Selected extract:
····················

# few ideas



## TTgreeny (Aug 22, 2008)

how about a good salesman/bad salesman section,where people can post up there experiences with sellers on teh forum?
also a section where we recommend garages an other services we've used,an warn people about bad experiences?


----------



## KammyTT (Jun 28, 2006)

the only problem with good salesman/bad salesman is that it would most likely end up with slagging matches between the parties involved.

in the past where there have been major greviances the problem has been made aware and i think that is the correct way to go about it.

as for the garage review, its a good idea if its a mark out of ten basis.

my 2p


----------



## CamV6 (Oct 26, 2003)

KammyTT said:


> as for the garage review, its a good idea if its a mark out of ten basis.


That's something that's been suggested on here for as long as I've been on these boards, but there doesnt seem any will on the part of the TTF to do this


----------



## TTgreeny (Aug 22, 2008)

its a shame,as a good friend of mine has recently setup a garage in doncaster,over 20yrs experience over 10years with vw/audi an over 10yrs on patrol with the AA.
these kinda of things are good to share with people,as it will save some money,like wise if someones paid over the odds for a poor job,i'd like to be aware of it [smiley=bigcry.gif]


----------



## kmpowell (May 6, 2002)

I've created a new section based on your idea.


----------



## TTgreeny (Aug 22, 2008)

nice one 8)


----------

····················

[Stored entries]

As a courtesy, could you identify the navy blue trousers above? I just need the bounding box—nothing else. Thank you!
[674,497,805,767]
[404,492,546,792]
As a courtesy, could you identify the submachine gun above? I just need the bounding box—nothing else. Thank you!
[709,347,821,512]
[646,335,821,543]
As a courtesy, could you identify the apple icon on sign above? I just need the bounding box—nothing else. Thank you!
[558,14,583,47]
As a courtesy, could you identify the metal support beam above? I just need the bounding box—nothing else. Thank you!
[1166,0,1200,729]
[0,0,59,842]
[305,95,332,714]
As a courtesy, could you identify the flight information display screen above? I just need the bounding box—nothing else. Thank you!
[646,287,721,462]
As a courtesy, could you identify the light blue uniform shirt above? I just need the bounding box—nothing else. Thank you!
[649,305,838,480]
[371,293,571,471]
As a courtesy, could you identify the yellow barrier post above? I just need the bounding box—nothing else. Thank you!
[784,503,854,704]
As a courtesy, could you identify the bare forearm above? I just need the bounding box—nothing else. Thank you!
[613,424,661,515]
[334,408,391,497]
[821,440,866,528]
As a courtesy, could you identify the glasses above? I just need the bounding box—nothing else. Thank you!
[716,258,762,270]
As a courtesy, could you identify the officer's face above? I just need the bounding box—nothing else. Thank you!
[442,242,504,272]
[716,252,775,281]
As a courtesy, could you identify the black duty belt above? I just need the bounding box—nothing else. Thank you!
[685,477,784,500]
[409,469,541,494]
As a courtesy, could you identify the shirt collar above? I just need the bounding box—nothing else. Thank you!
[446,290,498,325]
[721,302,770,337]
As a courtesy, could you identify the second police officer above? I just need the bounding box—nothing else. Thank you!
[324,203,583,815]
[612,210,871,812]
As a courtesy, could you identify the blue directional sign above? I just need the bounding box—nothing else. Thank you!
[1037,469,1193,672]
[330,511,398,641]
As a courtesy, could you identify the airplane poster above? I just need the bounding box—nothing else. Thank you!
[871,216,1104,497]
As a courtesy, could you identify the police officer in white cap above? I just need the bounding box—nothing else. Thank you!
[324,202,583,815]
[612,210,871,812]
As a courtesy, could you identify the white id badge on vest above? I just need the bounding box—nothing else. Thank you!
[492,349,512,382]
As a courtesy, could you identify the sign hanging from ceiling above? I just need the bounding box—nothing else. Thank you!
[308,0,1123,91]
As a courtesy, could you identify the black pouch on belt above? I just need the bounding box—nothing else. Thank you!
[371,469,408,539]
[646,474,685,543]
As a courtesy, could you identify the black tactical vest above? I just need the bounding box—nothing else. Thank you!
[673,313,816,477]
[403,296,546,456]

····················

Task list:
a) From the forum thread about new section ideas, extract the passage starting at "## KammyTT (Jun" and ending at "the parties involved.".
b) Answer these questions using the forum thread about new section ideas.
(i) On what basis does KammyTT say a garage review would be a good idea?
(ii) In which town has TTgreeny's friend recently set up a garage?
(iii) Which user created a new section based on the idea?

Task-by-task outputs:
a)
## KammyTT (Jun 28, 2006)

the only problem with good salesman/bad salesman is that it would most likely end up with slagging matches between the parties involved.

b)
(i) KammyTT says it would be a good idea on a mark out of ten basis.
(ii) The friend has set up a garage in Doncaster.
(iii) The user kmpowell created the new section.